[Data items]
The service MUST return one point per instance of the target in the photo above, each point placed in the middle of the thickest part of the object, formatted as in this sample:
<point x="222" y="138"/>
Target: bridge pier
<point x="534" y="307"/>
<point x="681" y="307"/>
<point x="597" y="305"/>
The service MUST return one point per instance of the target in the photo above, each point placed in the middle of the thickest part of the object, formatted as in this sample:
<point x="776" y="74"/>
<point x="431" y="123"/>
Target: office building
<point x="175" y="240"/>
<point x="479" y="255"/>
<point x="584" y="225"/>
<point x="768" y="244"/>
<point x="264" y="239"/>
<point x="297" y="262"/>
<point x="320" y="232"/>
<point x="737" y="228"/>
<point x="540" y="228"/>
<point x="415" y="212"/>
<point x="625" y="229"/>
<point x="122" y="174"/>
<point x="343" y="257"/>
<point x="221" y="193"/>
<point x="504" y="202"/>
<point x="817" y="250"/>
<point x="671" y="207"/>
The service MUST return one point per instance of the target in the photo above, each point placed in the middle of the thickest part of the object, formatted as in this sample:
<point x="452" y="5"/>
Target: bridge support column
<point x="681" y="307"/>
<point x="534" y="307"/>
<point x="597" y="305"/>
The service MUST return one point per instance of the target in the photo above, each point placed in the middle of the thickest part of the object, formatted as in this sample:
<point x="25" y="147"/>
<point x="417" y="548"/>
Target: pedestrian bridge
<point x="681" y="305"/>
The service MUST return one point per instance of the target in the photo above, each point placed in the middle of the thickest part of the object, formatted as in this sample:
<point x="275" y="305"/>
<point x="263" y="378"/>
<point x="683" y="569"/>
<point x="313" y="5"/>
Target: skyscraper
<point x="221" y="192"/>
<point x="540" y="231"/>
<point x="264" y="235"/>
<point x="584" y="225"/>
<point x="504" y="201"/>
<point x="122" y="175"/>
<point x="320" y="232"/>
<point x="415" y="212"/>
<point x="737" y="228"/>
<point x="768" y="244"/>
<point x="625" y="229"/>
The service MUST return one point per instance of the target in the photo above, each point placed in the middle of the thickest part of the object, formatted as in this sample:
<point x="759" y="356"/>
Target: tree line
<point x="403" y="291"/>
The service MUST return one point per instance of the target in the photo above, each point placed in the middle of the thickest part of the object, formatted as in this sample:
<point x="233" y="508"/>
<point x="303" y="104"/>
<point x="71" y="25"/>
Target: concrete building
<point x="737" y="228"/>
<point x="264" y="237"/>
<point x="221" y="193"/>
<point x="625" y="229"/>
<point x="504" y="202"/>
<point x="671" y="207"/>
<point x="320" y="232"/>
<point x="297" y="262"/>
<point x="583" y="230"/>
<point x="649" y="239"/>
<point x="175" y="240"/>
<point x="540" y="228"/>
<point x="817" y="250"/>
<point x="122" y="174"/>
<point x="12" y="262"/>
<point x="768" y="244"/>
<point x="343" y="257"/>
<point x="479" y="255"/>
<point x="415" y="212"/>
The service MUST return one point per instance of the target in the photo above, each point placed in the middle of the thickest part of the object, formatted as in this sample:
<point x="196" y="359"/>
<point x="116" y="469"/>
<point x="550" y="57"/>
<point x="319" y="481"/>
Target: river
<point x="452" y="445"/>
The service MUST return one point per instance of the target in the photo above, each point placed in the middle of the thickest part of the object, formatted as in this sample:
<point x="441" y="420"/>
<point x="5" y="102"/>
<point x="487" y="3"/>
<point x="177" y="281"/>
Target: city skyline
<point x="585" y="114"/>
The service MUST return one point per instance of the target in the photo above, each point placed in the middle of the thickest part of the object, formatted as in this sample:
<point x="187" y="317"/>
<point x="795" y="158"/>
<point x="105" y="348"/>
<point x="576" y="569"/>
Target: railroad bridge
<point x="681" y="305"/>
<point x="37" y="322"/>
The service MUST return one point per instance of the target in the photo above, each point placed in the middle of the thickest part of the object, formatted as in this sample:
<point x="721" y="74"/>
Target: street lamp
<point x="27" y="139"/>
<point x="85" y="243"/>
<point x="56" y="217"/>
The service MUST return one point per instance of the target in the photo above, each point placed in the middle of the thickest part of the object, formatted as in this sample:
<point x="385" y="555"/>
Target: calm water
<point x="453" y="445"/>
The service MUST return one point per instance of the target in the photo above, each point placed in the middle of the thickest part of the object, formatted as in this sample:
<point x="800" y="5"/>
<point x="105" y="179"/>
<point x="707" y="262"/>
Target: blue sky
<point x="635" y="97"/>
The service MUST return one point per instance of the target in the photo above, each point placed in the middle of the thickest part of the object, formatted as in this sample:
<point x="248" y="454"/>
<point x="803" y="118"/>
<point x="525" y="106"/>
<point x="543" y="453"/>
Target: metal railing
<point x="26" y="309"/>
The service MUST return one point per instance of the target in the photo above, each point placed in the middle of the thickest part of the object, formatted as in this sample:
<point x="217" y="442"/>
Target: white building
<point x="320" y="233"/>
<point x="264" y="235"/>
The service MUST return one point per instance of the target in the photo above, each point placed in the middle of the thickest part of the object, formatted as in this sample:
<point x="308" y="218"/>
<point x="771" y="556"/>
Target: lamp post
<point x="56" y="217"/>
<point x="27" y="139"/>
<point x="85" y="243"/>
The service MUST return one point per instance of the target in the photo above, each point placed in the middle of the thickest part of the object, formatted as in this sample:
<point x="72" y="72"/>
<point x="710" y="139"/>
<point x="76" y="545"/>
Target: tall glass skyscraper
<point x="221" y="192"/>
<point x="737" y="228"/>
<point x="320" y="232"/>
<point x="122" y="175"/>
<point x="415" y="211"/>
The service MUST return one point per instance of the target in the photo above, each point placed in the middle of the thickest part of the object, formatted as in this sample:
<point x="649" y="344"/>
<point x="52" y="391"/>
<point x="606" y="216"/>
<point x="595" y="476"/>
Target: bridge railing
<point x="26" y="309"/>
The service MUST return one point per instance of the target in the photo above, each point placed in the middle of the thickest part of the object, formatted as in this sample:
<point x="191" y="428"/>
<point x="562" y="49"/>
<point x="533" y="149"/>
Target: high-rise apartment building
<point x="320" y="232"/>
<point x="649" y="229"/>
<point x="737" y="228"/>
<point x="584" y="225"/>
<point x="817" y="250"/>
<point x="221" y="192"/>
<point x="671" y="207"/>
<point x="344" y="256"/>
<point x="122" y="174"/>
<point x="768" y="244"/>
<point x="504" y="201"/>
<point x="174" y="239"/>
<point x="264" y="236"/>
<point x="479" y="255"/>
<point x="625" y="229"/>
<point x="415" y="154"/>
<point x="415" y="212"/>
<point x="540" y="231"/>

Description of the task ::
All records must be transcribed exactly, with none left out.

Solution below ::
The service MUST return one point per instance of the target in the photo above, each point placed in the middle of the thickest part of the object, formatted as in this sample:
<point x="222" y="138"/>
Target: bridge pier
<point x="534" y="307"/>
<point x="681" y="307"/>
<point x="597" y="305"/>
The service MUST return one point per instance of the target in the photo above, each point placed in the middle of the thickest part of the object, formatted as in this sample:
<point x="776" y="74"/>
<point x="431" y="123"/>
Target: office building
<point x="175" y="240"/>
<point x="479" y="255"/>
<point x="584" y="225"/>
<point x="768" y="244"/>
<point x="264" y="239"/>
<point x="297" y="262"/>
<point x="320" y="232"/>
<point x="737" y="228"/>
<point x="540" y="228"/>
<point x="415" y="212"/>
<point x="625" y="229"/>
<point x="122" y="174"/>
<point x="343" y="257"/>
<point x="221" y="193"/>
<point x="504" y="202"/>
<point x="817" y="250"/>
<point x="671" y="207"/>
The service MUST return one point per instance of the target in the photo above, each point placed in the middle of the thickest part of the object, formatted as in this sample:
<point x="452" y="5"/>
Target: bridge support column
<point x="681" y="307"/>
<point x="534" y="307"/>
<point x="597" y="305"/>
The service MUST return one point per instance of the target in the photo above, each point placed in the middle of the thickest part of the object, formatted as in this sample:
<point x="25" y="147"/>
<point x="417" y="548"/>
Target: pedestrian bridge
<point x="681" y="305"/>
The service MUST return one point per instance of the target in the photo above, each point placed in the middle of the thickest part of the object, formatted as in this sample:
<point x="275" y="305"/>
<point x="263" y="378"/>
<point x="683" y="569"/>
<point x="313" y="5"/>
Target: skyscraper
<point x="221" y="192"/>
<point x="540" y="231"/>
<point x="264" y="235"/>
<point x="584" y="225"/>
<point x="504" y="201"/>
<point x="122" y="175"/>
<point x="320" y="232"/>
<point x="415" y="212"/>
<point x="737" y="228"/>
<point x="768" y="244"/>
<point x="625" y="229"/>
The service MUST return one point per instance of the target in the photo above, each point placed in the middle of the thickest part of the object, formatted as in this sample:
<point x="759" y="356"/>
Target: tree line
<point x="403" y="291"/>
The service MUST return one point per instance of the target in the photo above, each point placed in the middle of the thickest part of the object, formatted as in this sample:
<point x="233" y="508"/>
<point x="303" y="104"/>
<point x="71" y="25"/>
Target: concrete building
<point x="737" y="228"/>
<point x="264" y="237"/>
<point x="221" y="193"/>
<point x="625" y="229"/>
<point x="504" y="202"/>
<point x="671" y="207"/>
<point x="320" y="232"/>
<point x="297" y="262"/>
<point x="583" y="230"/>
<point x="649" y="239"/>
<point x="175" y="240"/>
<point x="540" y="228"/>
<point x="817" y="250"/>
<point x="122" y="174"/>
<point x="12" y="262"/>
<point x="768" y="244"/>
<point x="343" y="257"/>
<point x="479" y="255"/>
<point x="415" y="212"/>
The service MUST return one point per instance of the target in the photo above, each point placed in the middle of the thickest part of the object, formatted as in this sample:
<point x="196" y="359"/>
<point x="116" y="469"/>
<point x="550" y="57"/>
<point x="319" y="481"/>
Target: river
<point x="452" y="445"/>
The service MUST return one point per instance of the target in the photo above, each point placed in the middle of the thickest part of the object, formatted as in this sample:
<point x="441" y="420"/>
<point x="5" y="102"/>
<point x="487" y="3"/>
<point x="177" y="281"/>
Target: city skyline
<point x="585" y="114"/>
The service MUST return one point per instance of the target in the photo above, each point placed in the middle of the thickest part of the object, formatted as in this sample:
<point x="187" y="317"/>
<point x="795" y="158"/>
<point x="105" y="348"/>
<point x="576" y="569"/>
Target: railroad bridge
<point x="681" y="305"/>
<point x="37" y="322"/>
The service MUST return one point per instance of the target in the photo above, each point placed in the middle of the thickest part of the object, formatted as in this sample:
<point x="721" y="74"/>
Target: street lamp
<point x="27" y="139"/>
<point x="85" y="243"/>
<point x="56" y="217"/>
The service MUST return one point per instance of the target in the photo above, each point placed in the middle of the thickest part of the object, formatted as in this sample:
<point x="385" y="555"/>
Target: calm water
<point x="453" y="445"/>
The service MUST return one point per instance of the target in the photo above, each point placed in the middle of the thickest part of the object, formatted as in this sample:
<point x="800" y="5"/>
<point x="105" y="179"/>
<point x="707" y="262"/>
Target: blue sky
<point x="635" y="97"/>
The service MUST return one point per instance of the target in the photo above, each point placed in the middle of the thickest part of the object, formatted as in this sample:
<point x="248" y="454"/>
<point x="803" y="118"/>
<point x="525" y="106"/>
<point x="543" y="453"/>
Target: metal railing
<point x="26" y="309"/>
The service MUST return one point per instance of the target in the photo above, each point placed in the middle of the thickest part of the object, formatted as in this sample:
<point x="217" y="442"/>
Target: white building
<point x="320" y="233"/>
<point x="264" y="235"/>
The service MUST return one point per instance of the target in the photo above, each point placed in the middle of the thickest part of the object, formatted as in this sample:
<point x="308" y="218"/>
<point x="771" y="556"/>
Target: lamp post
<point x="56" y="217"/>
<point x="27" y="139"/>
<point x="85" y="243"/>
The service MUST return one point per instance of the target in the photo above, each point placed in the middle of the thickest part of the object, formatted as in this sample:
<point x="72" y="72"/>
<point x="710" y="139"/>
<point x="76" y="545"/>
Target: tall glass skyscraper
<point x="221" y="192"/>
<point x="737" y="228"/>
<point x="320" y="232"/>
<point x="122" y="175"/>
<point x="415" y="211"/>
The service MUST return one point per instance of the target in the photo above, each point placed in the middle of the thickest part of the object, formatted as in this sample:
<point x="649" y="344"/>
<point x="52" y="391"/>
<point x="606" y="216"/>
<point x="595" y="476"/>
Target: bridge railing
<point x="26" y="309"/>
The service MUST return one point per instance of the target in the photo above, each point placed in the middle of the thickest part of the object, formatted as in this sample:
<point x="191" y="428"/>
<point x="562" y="49"/>
<point x="533" y="149"/>
Target: high-rise apartment building
<point x="320" y="232"/>
<point x="649" y="229"/>
<point x="737" y="228"/>
<point x="584" y="225"/>
<point x="817" y="250"/>
<point x="221" y="192"/>
<point x="671" y="207"/>
<point x="344" y="256"/>
<point x="122" y="174"/>
<point x="768" y="244"/>
<point x="504" y="201"/>
<point x="174" y="239"/>
<point x="264" y="236"/>
<point x="479" y="255"/>
<point x="625" y="229"/>
<point x="415" y="154"/>
<point x="415" y="212"/>
<point x="540" y="231"/>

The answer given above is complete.